Repeat the listing in full, preserving every character.

## begin Data rows

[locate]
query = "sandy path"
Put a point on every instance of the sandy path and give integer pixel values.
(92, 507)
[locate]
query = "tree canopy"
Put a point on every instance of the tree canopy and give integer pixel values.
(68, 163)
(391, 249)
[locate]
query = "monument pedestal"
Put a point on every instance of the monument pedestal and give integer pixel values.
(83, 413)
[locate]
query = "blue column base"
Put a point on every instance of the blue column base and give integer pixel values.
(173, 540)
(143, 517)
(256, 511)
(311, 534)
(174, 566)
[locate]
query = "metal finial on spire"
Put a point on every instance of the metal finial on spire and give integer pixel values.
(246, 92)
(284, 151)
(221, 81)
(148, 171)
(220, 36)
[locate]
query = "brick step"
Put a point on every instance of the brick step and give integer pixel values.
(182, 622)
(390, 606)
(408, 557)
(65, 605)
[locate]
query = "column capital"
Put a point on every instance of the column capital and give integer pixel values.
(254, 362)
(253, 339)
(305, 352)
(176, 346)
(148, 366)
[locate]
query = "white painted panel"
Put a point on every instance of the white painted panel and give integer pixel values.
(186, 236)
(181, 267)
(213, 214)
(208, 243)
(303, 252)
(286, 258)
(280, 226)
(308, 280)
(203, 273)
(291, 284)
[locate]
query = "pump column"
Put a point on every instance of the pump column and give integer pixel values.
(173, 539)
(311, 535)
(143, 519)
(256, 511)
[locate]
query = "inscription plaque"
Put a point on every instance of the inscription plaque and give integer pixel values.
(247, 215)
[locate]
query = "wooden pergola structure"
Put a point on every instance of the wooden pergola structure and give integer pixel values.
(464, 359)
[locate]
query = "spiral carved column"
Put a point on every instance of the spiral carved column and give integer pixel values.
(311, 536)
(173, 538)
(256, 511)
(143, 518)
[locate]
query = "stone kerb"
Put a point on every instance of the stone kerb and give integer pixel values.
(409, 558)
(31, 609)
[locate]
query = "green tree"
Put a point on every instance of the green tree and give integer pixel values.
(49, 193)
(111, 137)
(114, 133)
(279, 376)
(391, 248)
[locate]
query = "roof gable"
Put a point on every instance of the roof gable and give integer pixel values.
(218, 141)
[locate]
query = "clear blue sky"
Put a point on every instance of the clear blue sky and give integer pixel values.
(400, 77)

## end Data rows

● Solution below
[locate]
query = "sandy path"
Put a point on every instance of the sandy path and give integer pixel values.
(92, 507)
[locate]
query = "tree canopy"
Put a point on every instance of the tree canopy and give integer pixel values.
(68, 163)
(391, 249)
[locate]
query = "monument pedestal"
Put a point on every instance of the monument pedestal and give integer pixel values.
(83, 413)
[locate]
query = "blue column base"
Put a point on every instance of the blue column base and give integer pixel values.
(173, 540)
(143, 517)
(256, 511)
(311, 534)
(174, 566)
[locate]
query = "metal finial on spire"
Put a point on every instance of the metal finial on spire and give integer pixel values.
(246, 92)
(284, 151)
(221, 81)
(148, 171)
(220, 36)
[locate]
query = "brick step"
Put a point on every instance of the brick step and give integer pixel values.
(182, 622)
(390, 606)
(408, 557)
(65, 605)
[locate]
query = "column capital"
Put a point on every instance of the column capital and give integer pixel values.
(254, 362)
(253, 339)
(305, 352)
(176, 346)
(148, 366)
[locate]
query = "white painted panel"
Put a point on every instance of the white painted panel and give integer pixel values.
(186, 236)
(181, 267)
(213, 214)
(208, 243)
(303, 252)
(286, 258)
(280, 226)
(308, 280)
(203, 273)
(291, 284)
[locate]
query = "pump column"
Put a point on every instance of the pump column and give integer pixel values.
(173, 539)
(311, 535)
(143, 519)
(256, 511)
[locate]
query = "inscription plaque"
Put a point on every instance of the inscription plaque and give integer pixel values.
(247, 215)
[locate]
query = "wooden pergola structure"
Put a point on every instance of the wooden pergola structure and give integer pixel values.
(464, 359)
[locate]
query = "spiral carved column"
Put a point on every instance of the spiral carved column and give integer pixel values.
(311, 536)
(173, 538)
(256, 511)
(143, 518)
[locate]
query = "stone kerb"
Put a point on every instance of the stone kerb and give integer pixel values.
(409, 558)
(31, 609)
[locate]
query = "green tree"
Put a point on every instance of the green tree and give integer pixel values.
(49, 193)
(111, 137)
(114, 133)
(279, 376)
(391, 248)
[locate]
query = "roof gable"
Put a point on every instance of the roof gable and give integer pixel values.
(218, 141)
[locate]
query = "clear blue sky"
Put a point on every instance of the clear blue sky and give integer pixel values.
(400, 77)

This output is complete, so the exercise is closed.